*RECORD LIST*.
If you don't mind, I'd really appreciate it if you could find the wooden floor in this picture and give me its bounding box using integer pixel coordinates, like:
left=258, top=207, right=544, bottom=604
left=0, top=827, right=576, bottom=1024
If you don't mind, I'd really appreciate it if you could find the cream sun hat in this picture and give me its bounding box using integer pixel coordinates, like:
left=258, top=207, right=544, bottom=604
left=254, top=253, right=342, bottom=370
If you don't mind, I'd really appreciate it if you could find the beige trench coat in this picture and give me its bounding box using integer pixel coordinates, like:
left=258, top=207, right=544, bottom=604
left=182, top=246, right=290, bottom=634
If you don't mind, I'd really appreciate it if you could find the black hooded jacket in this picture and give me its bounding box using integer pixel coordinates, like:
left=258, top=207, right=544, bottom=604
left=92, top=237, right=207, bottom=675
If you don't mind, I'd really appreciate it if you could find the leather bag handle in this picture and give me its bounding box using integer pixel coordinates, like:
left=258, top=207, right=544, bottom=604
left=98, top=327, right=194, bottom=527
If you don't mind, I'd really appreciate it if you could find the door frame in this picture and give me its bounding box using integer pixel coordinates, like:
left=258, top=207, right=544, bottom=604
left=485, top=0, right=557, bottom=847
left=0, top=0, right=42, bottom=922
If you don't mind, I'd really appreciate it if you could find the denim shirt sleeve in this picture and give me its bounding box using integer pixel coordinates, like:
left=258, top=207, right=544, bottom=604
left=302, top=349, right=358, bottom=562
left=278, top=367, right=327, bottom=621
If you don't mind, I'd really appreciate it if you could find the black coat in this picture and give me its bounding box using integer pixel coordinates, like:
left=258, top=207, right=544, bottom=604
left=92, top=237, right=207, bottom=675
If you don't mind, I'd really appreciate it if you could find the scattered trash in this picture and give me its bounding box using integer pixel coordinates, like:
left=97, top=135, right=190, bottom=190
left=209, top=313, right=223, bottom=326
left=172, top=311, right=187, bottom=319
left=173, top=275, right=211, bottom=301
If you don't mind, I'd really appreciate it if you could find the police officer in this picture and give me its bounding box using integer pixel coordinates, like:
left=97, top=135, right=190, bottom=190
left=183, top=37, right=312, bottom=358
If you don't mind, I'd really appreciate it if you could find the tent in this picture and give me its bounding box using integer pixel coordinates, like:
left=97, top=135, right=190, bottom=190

*AIM OF THE EXERCISE*.
Could you copy out every line of the material above, unchanged and in the same order?

*ANSWER BELOW*.
If you don't mind, I'd really appreciate it if you could find the wooden floor in this picture and give me its bounding box using integer pixel coordinates, like:
left=258, top=207, right=544, bottom=604
left=0, top=827, right=576, bottom=1024
If you don't mind, I'd really appreciate it if you could find the cream sun hat in this picture and give me its bounding box using integer pixel coordinates, like:
left=258, top=207, right=544, bottom=604
left=254, top=253, right=342, bottom=370
If you don't mind, I'd really appreciate it if you could find the beige trench coat in this picture and give me its bounding box using integer pixel coordinates, like:
left=258, top=207, right=544, bottom=604
left=182, top=246, right=290, bottom=634
If you don't mind, I'd really appreciate it if you could find the black hooded jacket in this picture and give me its bounding box using integer pixel coordinates, like:
left=258, top=207, right=544, bottom=604
left=92, top=237, right=207, bottom=675
If you don't mind, I'd really appreciate it if you could find the leather bag handle in this picture and give me its bounding box using integer pixel coordinates, like:
left=258, top=207, right=544, bottom=604
left=98, top=327, right=194, bottom=527
If you don't mind, I'd really appreciate it if you could find the door frame in this picture and give me its bounding box using integer pixel coordinates, like:
left=258, top=207, right=544, bottom=604
left=485, top=0, right=557, bottom=847
left=0, top=0, right=42, bottom=922
If you don't mind, I'd really appreciate it if you could find the denim shirt sleeve in this picture and give me its bounding box using integer pixel coordinates, like:
left=258, top=207, right=544, bottom=604
left=302, top=349, right=358, bottom=562
left=278, top=367, right=327, bottom=621
If you don't mind, I'd really appreciate it if you could find the black coat in this picture and give me its bounding box using integer pixel coordinates, like:
left=258, top=207, right=544, bottom=604
left=92, top=237, right=207, bottom=675
If you don't mind, I'd really appreciate it if you could find the scattered trash in this picture and give me its bounding box using integer pixel coordinates, like:
left=97, top=135, right=190, bottom=190
left=209, top=313, right=223, bottom=326
left=172, top=311, right=187, bottom=319
left=173, top=275, right=211, bottom=301
If you don't mind, I'd really appreciate it if you could find the police officer in this picture and give me its bounding box using integer pixel coordinates, like:
left=97, top=135, right=190, bottom=190
left=183, top=37, right=312, bottom=358
If you don't mind, I'd really appreciate it if you could find the tent in this picture and give me its bounding box using integer pixel coordinates, like:
left=97, top=135, right=190, bottom=190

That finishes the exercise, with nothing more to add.